#### BRIEF 1:
Summarize the notebook code in two sentences.
#### BRIEF 2:
Reproduce the notebook code verbatim from "for year in" to "soup = BeautifulSoup(page, 'lxml')".

#### QUOTED PASSAGE:
* * *
In [1]:
import pprint as pp
import pandas as pd
import numpy as np
import requests
from bs4 import BeautifulSoup
import simplejson as json
import time
import random
import os
import glob
import re
import unidecode
import datetime as dt
from collections import Counter
import sys
import pickle
import codecs
import urllib

In [141]:
#Generating the dataframe, even before we have the data, so we see what kind of data will we need
df = pd.DataFrame(columns=['rider_name','nation','season','team','race','racetype', 'racedays'])

In [3]:
#These are the races that I will use to collect the data
race_url_list = ["tour-de-france"]

In [4]:
#Here I define how to get the startlist of a race
user_agent = {'User-agent': 'Mozilla/5.0'}

def get_rider_urls(race_url,start_year,years_back):
    base_url = 'https://www.procyclingstats.com/race/' + str(race_url) + '/'
    print(str(race_url).upper(),'starting...')
    
    for year in range(int(start_year),int(start_year-(years_back+1)),-1):
        url = base_url + str(year) + '/startlist'
        response = requests.get(url, headers=user_agent)

        if response.status_code == 200:
            page = response.text
            soup = BeautifulSoup(page, 'lxml')
* * *
(Stored entries)
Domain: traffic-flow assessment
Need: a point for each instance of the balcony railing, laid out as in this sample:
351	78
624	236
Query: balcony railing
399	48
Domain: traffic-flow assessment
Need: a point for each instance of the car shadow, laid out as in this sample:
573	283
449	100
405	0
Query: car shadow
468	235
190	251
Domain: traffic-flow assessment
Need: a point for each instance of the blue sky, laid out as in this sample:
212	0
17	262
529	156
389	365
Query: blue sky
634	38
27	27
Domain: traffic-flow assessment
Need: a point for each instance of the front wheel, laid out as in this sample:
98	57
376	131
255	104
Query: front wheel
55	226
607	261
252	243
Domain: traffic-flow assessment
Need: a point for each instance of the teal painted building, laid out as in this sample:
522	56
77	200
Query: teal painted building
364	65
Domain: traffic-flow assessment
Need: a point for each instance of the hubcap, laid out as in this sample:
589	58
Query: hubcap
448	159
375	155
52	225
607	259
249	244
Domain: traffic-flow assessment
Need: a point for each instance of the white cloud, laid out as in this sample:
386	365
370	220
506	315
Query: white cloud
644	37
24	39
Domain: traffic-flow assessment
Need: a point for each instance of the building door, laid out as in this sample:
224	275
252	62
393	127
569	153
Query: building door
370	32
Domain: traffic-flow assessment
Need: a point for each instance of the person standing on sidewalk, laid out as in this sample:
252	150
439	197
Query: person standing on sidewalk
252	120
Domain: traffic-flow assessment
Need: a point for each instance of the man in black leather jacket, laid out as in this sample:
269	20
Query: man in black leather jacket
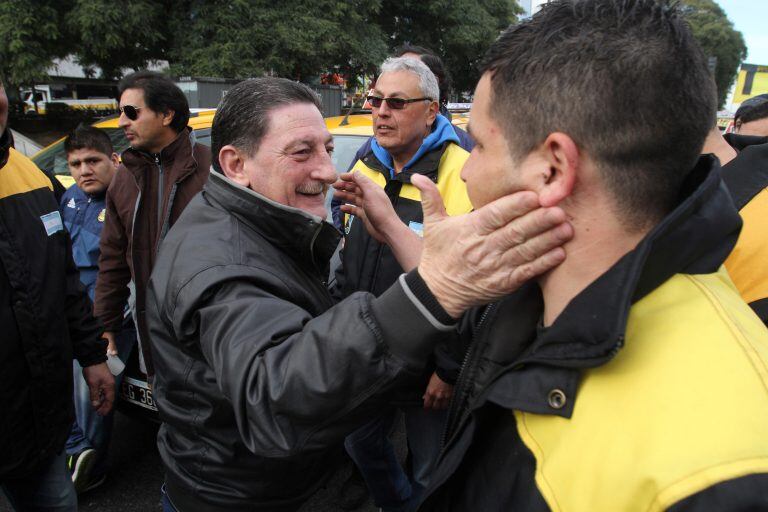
259	376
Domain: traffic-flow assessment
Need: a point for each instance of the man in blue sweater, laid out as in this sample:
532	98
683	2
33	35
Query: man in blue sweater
92	162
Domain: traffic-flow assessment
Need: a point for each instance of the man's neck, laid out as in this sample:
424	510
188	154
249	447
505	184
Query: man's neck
164	142
400	159
597	246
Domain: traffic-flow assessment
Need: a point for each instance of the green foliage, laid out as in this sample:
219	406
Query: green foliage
243	38
30	38
718	38
293	38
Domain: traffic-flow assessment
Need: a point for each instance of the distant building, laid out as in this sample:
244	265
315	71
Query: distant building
752	80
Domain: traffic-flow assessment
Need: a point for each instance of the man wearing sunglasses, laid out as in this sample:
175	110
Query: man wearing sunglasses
752	117
161	171
410	138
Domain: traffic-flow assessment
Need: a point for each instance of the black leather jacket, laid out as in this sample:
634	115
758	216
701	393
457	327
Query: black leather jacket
259	376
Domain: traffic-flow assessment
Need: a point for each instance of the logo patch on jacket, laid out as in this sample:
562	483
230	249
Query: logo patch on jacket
348	224
52	222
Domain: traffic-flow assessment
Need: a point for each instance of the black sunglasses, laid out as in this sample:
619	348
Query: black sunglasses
130	111
393	103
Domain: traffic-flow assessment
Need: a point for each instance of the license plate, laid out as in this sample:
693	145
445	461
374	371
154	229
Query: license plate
137	392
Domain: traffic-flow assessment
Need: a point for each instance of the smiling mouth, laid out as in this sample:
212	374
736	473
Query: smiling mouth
311	189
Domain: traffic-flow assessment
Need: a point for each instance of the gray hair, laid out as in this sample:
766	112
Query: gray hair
242	118
427	80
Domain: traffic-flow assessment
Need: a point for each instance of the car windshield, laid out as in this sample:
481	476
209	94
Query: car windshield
55	160
344	149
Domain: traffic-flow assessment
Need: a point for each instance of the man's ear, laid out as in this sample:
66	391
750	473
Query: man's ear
563	159
233	165
168	117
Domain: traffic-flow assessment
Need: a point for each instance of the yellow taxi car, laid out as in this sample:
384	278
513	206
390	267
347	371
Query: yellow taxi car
53	159
348	136
349	133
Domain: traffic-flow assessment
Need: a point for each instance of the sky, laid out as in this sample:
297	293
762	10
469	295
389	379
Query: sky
750	17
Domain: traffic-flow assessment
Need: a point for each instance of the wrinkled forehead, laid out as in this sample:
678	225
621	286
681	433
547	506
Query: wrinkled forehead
133	97
86	153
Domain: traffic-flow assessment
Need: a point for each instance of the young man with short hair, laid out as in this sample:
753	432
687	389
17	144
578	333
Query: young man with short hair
632	376
260	376
92	163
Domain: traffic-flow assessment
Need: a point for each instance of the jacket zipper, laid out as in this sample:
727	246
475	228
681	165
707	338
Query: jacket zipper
160	184
463	382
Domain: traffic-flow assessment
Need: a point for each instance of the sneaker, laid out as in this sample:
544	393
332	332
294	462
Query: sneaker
80	465
353	492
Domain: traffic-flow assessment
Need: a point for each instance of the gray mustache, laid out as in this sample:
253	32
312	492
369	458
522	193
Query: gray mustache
311	188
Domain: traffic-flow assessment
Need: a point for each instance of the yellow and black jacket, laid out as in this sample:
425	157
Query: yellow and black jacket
370	266
45	317
648	393
747	179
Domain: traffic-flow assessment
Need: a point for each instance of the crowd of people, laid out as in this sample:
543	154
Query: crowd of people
567	305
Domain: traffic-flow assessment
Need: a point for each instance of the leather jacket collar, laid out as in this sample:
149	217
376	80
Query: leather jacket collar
135	160
6	143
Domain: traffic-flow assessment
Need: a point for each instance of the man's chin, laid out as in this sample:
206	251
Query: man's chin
313	206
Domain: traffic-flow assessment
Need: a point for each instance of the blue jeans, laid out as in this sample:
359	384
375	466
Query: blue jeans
47	490
89	430
372	451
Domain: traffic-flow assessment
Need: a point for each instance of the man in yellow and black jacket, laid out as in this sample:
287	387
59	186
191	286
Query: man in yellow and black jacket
411	137
632	377
46	319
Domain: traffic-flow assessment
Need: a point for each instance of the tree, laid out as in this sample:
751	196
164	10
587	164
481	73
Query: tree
718	39
30	38
115	35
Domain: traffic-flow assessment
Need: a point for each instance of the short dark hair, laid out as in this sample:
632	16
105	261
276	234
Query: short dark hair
88	137
242	118
160	94
434	63
624	78
752	109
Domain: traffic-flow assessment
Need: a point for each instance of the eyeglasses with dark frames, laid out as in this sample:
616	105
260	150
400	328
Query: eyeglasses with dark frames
393	103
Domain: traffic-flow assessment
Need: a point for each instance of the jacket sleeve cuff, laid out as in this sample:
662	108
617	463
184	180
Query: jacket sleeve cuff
97	353
419	293
410	328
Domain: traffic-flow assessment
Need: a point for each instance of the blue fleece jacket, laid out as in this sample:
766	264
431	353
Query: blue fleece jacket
83	216
442	132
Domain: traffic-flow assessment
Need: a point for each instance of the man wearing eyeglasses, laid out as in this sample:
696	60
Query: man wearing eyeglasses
411	137
160	173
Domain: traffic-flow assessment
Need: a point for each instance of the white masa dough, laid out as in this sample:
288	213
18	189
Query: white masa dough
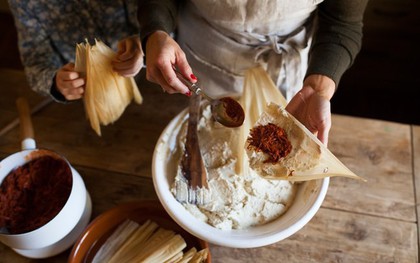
* * *
#### EXPECTED OUTPUT 1:
The notebook code imports libraries including pandas, numpy, requests and BeautifulSoup, and creates an empty dataframe with columns for rider name, nation, season, team, race, race type and race days. It sets "tour-de-france" as the race to collect data from and starts defining a function that, for each year counting back from a start year, requests that race's startlist page on procyclingstats.com and parses it with BeautifulSoup when the response status code is 200.

#### EXPECTED OUTPUT 2:
for year in range(int(start_year),int(start_year-(years_back+1)),-1):
        url = base_url + str(year) + '/startlist'
        response = requests.get(url, headers=user_agent)

        if response.status_code == 200:
            page = response.text
            soup = BeautifulSoup(page, 'lxml')